RECORDS FOR THIS TASK =
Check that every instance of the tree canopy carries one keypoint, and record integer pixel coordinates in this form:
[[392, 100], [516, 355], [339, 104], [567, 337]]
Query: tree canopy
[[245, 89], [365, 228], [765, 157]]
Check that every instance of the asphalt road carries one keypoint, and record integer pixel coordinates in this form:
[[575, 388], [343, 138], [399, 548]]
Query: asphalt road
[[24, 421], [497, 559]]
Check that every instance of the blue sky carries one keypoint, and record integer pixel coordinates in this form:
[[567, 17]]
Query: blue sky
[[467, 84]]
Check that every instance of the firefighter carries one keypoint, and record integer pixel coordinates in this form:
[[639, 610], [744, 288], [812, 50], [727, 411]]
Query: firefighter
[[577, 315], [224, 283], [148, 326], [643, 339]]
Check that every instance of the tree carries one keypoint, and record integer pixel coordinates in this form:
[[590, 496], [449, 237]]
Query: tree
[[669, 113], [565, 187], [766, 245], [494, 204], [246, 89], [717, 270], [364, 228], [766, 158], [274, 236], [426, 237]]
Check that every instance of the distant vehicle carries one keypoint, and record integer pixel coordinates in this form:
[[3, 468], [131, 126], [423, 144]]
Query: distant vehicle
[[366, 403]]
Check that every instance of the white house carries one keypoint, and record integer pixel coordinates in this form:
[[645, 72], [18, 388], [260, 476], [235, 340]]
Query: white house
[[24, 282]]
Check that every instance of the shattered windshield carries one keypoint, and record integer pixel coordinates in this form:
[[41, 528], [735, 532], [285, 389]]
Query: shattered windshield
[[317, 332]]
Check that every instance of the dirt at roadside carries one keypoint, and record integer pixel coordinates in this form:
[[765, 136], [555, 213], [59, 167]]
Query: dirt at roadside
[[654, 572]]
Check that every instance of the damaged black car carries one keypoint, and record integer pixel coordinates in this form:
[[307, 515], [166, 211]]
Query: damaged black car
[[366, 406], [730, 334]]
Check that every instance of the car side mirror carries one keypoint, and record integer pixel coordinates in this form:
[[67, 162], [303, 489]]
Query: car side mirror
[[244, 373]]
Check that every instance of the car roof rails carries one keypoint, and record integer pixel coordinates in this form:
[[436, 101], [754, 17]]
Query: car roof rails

PROMPT =
Reproduce verbatim the lines of the data above, starting with the line containing "Check that every instance of the asphalt" and ending with the line containing "[[577, 315], [224, 283], [148, 326], [643, 339]]", both included.

EXPECTED OUTPUT =
Check that every instance of the asphalt road carries one keypoint, and record integer pixel coordinates in this form:
[[575, 388], [343, 138], [399, 548]]
Query: asphalt road
[[24, 421], [497, 559]]
Check that every instance of the blue sky carries one keypoint, and record integer pixel coordinates in this form:
[[567, 17]]
Query: blue sky
[[467, 84]]
Check that every instance of the firefighter carries one keypoint, and record integer pixel coordinates in this form:
[[639, 610], [744, 288], [812, 50], [727, 411]]
Query: firefighter
[[577, 315], [224, 283], [148, 326], [643, 339]]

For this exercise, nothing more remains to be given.